TO DO -
(1) Output the passage of the Prologin setup notes starting with "We used a NETGEAT" and going on through "the services range.".
(2) Answer these questions using the Prologin setup notes, one answer per line:
(a) How many machines were in the Masters room?
(b) How many 48-port switches were in Pasteur?
(c) Which service updates the /etc/passwd file after the rsync is finished?

Prologin’s 2019 setup¶

Overview¶

We had 2 rooms:

Paster, 96 machines
Masters, 41 machines

Network setup¶

Pasteur¶

There were 5 48 ports switches in Pasteur and 4 boxes to hold them.

gw.prolo had 1 nic and was the network gateway.

Roots and organizers were on the last 2 rows.

Masters¶

There were 2 24 ports switches (lent by the bocal). There two RHFS (67 & 89). The room was separated into two parts, each connected to a switch and a RHFS. (67 & 89). The switches were interconnected, and one was connected to the bocal network. (to link Pasteur <-> Master).

Wifi for organizers¶

We used a NETGEAT AC1200 to bridge the WLAN with the LAN.

MAC addresses for the organizers’ machines were added to mdb with an IP on the services range.

Services organization¶

gw.prolo:

bind
dhcpd
firewall
mdb
netboot
postgresql database for hfs
udb

web.prolo:

concours
masternode
postgresql database for concours
map

misc.prolo:

redmine
djraio
irc_gatessh
sddm-remote
spotify
wow (World of Warcraft)

monitoring.prolo:

elasticsearch
grafana
kibana
prometheus

RHFS:

rhfs01 (pasteur)
rhfs23 (pasteur)
rhfs45 (pasteur)
rhfs67 (masters)
rhfs89 (masters)

Issues encountered during the event¶

No major issue this year.

RHFS sync breaks login¶

The rfs/commit_staging.sh script overwrites /etc/passwd, and during the time the rsync is running, this file does not contain the udb users. This prevented users from logging in and for logged in users tools that relied on it failed. The /etc/passwd file is updated by the udbsync_passwd service, which is run after the rsync is finished.

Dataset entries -
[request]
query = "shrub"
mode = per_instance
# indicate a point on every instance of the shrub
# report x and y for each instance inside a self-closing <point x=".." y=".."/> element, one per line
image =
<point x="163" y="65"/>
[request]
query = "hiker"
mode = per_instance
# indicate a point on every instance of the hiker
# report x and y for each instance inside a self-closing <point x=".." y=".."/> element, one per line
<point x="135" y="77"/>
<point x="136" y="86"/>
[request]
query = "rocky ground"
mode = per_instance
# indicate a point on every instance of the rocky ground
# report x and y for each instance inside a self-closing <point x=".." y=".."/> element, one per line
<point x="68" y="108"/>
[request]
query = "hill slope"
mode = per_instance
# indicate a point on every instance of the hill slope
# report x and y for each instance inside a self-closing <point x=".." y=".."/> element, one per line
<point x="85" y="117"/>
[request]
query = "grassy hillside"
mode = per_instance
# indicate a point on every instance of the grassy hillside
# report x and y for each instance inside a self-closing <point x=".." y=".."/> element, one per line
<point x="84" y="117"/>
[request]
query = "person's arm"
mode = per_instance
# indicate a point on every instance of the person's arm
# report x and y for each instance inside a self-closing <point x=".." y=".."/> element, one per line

ANSWERS TO THE TASKS -
(1)
We used a NETGEAT AC1200 to bridge the WLAN with the LAN.

MAC addresses for the organizers’ machines were added to mdb with an IP on the services range.

(2)
(a) 41
(b) 5
(c) The udbsync_passwd service